---- Dokumen Sumber
Tentu saja ada beberapa unsur radioaktif lain yang bisa digunakan untuk dirty bomb... secara teoretis. Namun, material nuklir seperti itu bukan benda yang mudah didapatkan. Peredarannya diatur dan diawasi dengan ketat... oleh Bapeten sendiri.
Unsur sintetis dengan radioaktivitas tinggi barangkali memiliki konsekuensi yang lebih besar daripada thorium... sedikit. Namun, mendapatkannya sulit. Kalaupun bisa didapatkan, misalnya dengan mencuri, handling-nya lebih sulit lagi. “Kelompok teroris” tidak memiliki pemahaman fisika atom memadai untuk mengetahui urgensitas penggunaan perisai radiasi pada isotop dengan radioaktivitas tinggi. Handling isotop radioaktivitas tinggi tanpa perisai radiasi memadai cukup untuk membuat para pencuri itu menemui malaikat maut sebelum sempat dirakit dalam dirty bomb.
Berdasarkan kejadian yang sudah-sudah, penulis kok yakin kalau so-called “kelompok teroris” itu tidak pintar-pintar amat. Apalagi untuk handling material nuklir.
Sehingga, secara probabilitas pun sebenarnya sangat rendah. Mungkin akan lebih rendah lagi jika Kepala Bapeten tidak menggembargemborkan so-called “ancaman nuklir” di media.
Dengan demikian, apakah pernyataan-pernyataan Kepala Bapeten tersebut dilandaskan pada risk-based assessment yang komplit? Apalagi sampai mengatakan pemasangan RPM itu urgen? Kelihatannya tidak.
--------
---- Data Mentah
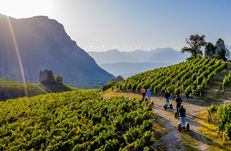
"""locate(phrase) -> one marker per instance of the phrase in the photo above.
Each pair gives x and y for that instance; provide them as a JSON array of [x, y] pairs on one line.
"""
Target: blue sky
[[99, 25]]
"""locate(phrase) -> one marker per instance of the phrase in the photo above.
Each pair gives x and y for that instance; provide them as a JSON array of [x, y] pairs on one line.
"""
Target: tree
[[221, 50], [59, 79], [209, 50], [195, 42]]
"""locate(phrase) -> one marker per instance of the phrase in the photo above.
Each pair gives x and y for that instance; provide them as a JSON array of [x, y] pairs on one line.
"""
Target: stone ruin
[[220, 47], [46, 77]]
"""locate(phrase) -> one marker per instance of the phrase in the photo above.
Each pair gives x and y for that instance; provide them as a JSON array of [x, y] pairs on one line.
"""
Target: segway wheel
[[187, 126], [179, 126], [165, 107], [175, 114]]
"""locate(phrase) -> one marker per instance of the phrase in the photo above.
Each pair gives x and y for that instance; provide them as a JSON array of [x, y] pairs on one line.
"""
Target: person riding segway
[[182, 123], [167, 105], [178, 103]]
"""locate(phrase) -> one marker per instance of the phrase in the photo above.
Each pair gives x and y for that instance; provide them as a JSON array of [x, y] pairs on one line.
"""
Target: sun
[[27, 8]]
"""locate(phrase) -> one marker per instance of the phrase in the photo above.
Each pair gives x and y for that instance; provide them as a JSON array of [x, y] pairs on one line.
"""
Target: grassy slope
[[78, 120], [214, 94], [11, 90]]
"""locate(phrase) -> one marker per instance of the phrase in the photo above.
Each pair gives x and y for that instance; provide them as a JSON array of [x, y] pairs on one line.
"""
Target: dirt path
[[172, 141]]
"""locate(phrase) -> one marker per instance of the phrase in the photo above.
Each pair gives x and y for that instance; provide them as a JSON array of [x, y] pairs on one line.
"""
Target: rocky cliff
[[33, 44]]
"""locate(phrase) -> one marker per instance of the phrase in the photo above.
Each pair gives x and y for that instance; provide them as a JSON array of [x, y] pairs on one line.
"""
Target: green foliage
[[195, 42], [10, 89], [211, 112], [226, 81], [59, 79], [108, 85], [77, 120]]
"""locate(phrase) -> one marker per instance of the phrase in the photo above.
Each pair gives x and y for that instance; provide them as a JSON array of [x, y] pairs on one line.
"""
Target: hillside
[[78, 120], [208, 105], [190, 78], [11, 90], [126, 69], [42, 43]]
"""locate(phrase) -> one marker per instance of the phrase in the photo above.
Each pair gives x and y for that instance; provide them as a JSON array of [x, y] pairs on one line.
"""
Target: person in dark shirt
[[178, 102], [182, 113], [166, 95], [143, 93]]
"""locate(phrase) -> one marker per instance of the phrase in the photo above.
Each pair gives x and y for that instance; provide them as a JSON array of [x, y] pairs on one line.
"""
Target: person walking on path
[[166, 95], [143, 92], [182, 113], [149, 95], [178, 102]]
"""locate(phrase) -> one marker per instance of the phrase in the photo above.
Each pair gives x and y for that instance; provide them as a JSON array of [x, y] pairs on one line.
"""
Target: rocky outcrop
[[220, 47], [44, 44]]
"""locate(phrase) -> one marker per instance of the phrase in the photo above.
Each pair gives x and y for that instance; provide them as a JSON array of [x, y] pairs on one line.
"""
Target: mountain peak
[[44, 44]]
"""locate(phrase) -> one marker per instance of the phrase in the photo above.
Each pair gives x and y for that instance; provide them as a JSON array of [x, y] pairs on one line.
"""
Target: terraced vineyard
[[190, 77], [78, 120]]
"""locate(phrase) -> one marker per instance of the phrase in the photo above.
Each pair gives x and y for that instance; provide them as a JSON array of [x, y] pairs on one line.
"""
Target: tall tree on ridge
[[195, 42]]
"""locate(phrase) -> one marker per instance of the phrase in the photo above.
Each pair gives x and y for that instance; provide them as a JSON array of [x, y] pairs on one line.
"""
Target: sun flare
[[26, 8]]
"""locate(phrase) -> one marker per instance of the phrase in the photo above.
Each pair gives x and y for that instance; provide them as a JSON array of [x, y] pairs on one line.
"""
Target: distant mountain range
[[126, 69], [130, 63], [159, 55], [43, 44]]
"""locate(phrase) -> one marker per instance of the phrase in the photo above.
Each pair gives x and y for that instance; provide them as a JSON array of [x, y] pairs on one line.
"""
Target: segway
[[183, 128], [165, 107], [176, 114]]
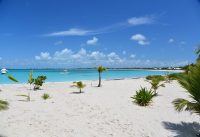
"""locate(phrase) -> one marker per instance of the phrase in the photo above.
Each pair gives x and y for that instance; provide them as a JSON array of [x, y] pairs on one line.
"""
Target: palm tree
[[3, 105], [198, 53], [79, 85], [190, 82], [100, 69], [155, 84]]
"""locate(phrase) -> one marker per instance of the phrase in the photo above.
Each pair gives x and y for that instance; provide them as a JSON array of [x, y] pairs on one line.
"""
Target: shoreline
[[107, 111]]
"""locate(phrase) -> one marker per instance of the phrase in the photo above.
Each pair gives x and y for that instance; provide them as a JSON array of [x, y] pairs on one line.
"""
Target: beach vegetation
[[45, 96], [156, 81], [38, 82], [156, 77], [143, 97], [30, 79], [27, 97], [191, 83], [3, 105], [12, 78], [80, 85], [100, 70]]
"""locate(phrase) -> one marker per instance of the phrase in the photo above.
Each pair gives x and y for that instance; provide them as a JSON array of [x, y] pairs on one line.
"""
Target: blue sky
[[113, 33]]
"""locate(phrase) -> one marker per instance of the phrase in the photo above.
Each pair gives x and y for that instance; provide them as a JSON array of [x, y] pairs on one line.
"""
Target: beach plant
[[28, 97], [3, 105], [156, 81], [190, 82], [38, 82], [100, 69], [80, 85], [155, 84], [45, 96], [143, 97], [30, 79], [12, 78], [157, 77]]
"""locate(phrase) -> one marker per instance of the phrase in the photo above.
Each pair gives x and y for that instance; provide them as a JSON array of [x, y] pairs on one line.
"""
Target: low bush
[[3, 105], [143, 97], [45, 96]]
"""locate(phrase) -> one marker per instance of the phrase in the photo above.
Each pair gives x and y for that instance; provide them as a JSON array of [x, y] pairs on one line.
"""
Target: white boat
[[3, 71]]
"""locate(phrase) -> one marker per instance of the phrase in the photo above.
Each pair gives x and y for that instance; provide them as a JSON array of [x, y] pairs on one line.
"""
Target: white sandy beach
--------
** Tugas yang Dikerjakan **
A. Jawab pertanyaan berikut berdasarkan teks tentang ancaman nuklir.
(i) Siapa yang mengatur dan mengawasi peredaran material nuklir?
(ii) Pemahaman apa yang dinyatakan tidak dimiliki secara memadai oleh "kelompok teroris"?
(iii) Dalam kondisi apa probabilitasnya mungkin menjadi lebih rendah lagi?
B. Tuliskan persis bagian teks tentang ancaman nuklir dari "Unsur sintetis dengan" sampai "dalam dirty bomb.".
C. Sebutkan semua istilah berbahasa Inggris yang dipakai dalam teks tentang ancaman nuklir, masing-masing cukup sekali.
Listing tersebut tidak diperlukan untuk mengerjakan tugas.

** Jawaban per Tugas **
A.
(i) Bapeten.
(ii) Pemahaman fisika atom.
(iii) Jika Kepala Bapeten tidak menggembargemborkan so-called "ancaman nuklir" di media.

B.
Unsur sintetis dengan radioaktivitas tinggi barangkali memiliki konsekuensi yang lebih besar daripada thorium... sedikit. Namun, mendapatkannya sulit. Kalaupun bisa didapatkan, misalnya dengan mencuri, handling-nya lebih sulit lagi. “Kelompok teroris” tidak memiliki pemahaman fisika atom memadai untuk mengetahui urgensitas penggunaan perisai radiasi pada isotop dengan radioaktivitas tinggi. Handling isotop radioaktivitas tinggi tanpa perisai radiasi memadai cukup untuk membuat para pencuri itu menemui malaikat maut sebelum sempat dirakit dalam dirty bomb.

C.
- dirty bomb
- handling
- so-called
- risk-based assessment